## start PROVIDED ENTRIES

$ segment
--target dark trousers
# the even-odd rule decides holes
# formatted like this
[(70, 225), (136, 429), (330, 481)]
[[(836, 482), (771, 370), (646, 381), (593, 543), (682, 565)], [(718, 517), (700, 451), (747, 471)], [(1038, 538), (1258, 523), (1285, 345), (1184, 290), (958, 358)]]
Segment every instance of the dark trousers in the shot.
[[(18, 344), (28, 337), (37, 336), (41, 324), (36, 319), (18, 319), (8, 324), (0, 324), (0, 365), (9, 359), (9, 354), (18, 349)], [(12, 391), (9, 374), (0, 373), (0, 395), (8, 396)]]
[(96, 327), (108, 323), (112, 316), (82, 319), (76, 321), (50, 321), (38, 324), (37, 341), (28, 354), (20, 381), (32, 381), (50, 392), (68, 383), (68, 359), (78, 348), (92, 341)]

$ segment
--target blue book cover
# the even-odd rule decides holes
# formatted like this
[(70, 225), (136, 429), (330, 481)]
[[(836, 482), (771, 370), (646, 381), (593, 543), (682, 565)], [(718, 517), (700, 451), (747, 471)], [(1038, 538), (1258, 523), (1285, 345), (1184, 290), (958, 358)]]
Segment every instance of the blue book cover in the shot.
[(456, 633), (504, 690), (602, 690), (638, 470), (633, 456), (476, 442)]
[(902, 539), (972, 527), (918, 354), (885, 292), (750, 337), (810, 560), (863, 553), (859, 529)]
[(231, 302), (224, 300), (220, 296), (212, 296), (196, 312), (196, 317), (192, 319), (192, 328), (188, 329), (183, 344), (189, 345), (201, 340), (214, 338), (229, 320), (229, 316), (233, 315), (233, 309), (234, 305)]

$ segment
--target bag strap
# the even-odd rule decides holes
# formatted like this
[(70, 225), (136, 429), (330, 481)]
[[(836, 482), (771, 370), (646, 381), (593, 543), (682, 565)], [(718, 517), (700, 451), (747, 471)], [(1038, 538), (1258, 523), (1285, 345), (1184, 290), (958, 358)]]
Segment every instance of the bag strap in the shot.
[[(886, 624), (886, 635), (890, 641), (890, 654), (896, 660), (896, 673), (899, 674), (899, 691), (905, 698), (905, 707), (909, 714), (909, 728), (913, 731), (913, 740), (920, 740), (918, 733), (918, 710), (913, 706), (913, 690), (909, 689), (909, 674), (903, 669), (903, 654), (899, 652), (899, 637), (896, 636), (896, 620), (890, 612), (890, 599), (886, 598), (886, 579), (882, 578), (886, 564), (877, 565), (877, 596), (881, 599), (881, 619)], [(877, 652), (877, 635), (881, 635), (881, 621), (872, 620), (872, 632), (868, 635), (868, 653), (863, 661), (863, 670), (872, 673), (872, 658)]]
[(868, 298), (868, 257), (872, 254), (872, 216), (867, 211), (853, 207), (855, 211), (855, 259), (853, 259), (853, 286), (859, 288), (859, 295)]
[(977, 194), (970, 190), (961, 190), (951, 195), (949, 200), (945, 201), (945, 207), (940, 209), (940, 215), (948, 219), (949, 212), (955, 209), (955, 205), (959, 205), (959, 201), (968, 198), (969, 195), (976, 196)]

## end PROVIDED ENTRIES

GIVEN INSTRUCTION:
Copy out every line of the material above character for character, with nothing added or left out.

EXPECTED ANSWER:
$ segment
--target dark trousers
# the even-odd rule decides holes
# formatted like this
[(70, 225), (136, 429), (330, 481)]
[[(836, 482), (771, 370), (646, 381), (593, 543), (682, 565)], [(718, 517), (700, 451), (747, 471)], [(1038, 538), (1258, 523), (1285, 345), (1184, 290), (958, 358)]]
Segment every instance of the dark trousers in the shot.
[[(18, 344), (28, 337), (37, 336), (41, 324), (36, 319), (18, 319), (8, 324), (0, 324), (0, 365), (9, 359), (9, 354), (18, 349)], [(12, 391), (9, 374), (0, 373), (0, 395), (8, 396)]]
[(96, 327), (108, 323), (112, 316), (82, 319), (76, 321), (50, 321), (38, 324), (37, 341), (28, 354), (20, 381), (32, 381), (50, 392), (68, 383), (68, 359), (78, 348), (92, 341)]

$ segment
--target blue book cover
# the even-odd rule decides holes
# formatted like this
[(70, 225), (136, 429), (330, 481)]
[[(836, 482), (771, 370), (646, 381), (593, 543), (682, 565)], [(718, 517), (700, 451), (747, 471)], [(1038, 538), (1258, 523), (1285, 345), (1184, 290), (958, 358)]]
Segment every instance of the blue book cover in the shot.
[(456, 633), (504, 690), (602, 690), (638, 470), (633, 456), (476, 442)]
[(902, 539), (972, 527), (918, 354), (885, 292), (750, 337), (810, 560), (863, 553), (859, 529)]
[(231, 302), (224, 300), (220, 296), (212, 296), (196, 312), (196, 317), (192, 319), (192, 328), (188, 329), (183, 344), (189, 345), (201, 340), (214, 338), (229, 320), (229, 316), (233, 315), (233, 309), (234, 305)]

$ segment
--target bag strap
# the even-odd rule decides holes
# formatted like this
[(70, 225), (136, 429), (330, 481)]
[[(836, 482), (771, 370), (646, 381), (593, 543), (682, 565)], [(718, 517), (700, 451), (747, 471)], [(1038, 538), (1258, 523), (1285, 345), (1184, 290), (958, 358)]]
Segment every instance of the bag strap in the shot.
[[(886, 624), (886, 635), (890, 641), (890, 654), (896, 660), (896, 673), (899, 674), (899, 691), (905, 698), (905, 707), (909, 714), (909, 728), (913, 731), (913, 740), (920, 740), (918, 733), (918, 710), (913, 706), (913, 690), (909, 689), (909, 674), (903, 669), (903, 654), (899, 652), (899, 637), (896, 636), (896, 620), (890, 612), (890, 599), (886, 598), (886, 579), (882, 578), (886, 564), (877, 565), (877, 596), (881, 599), (881, 619)], [(877, 652), (877, 635), (881, 635), (881, 621), (872, 620), (872, 632), (868, 635), (868, 653), (863, 661), (863, 670), (872, 673), (872, 658)]]
[(868, 298), (868, 257), (872, 254), (872, 216), (867, 211), (853, 207), (855, 211), (855, 259), (853, 259), (853, 286), (859, 288), (859, 295)]
[(977, 194), (970, 190), (961, 190), (951, 195), (949, 200), (945, 201), (945, 207), (940, 209), (940, 215), (948, 219), (949, 212), (955, 209), (955, 205), (959, 205), (959, 201), (968, 198), (969, 195), (976, 196)]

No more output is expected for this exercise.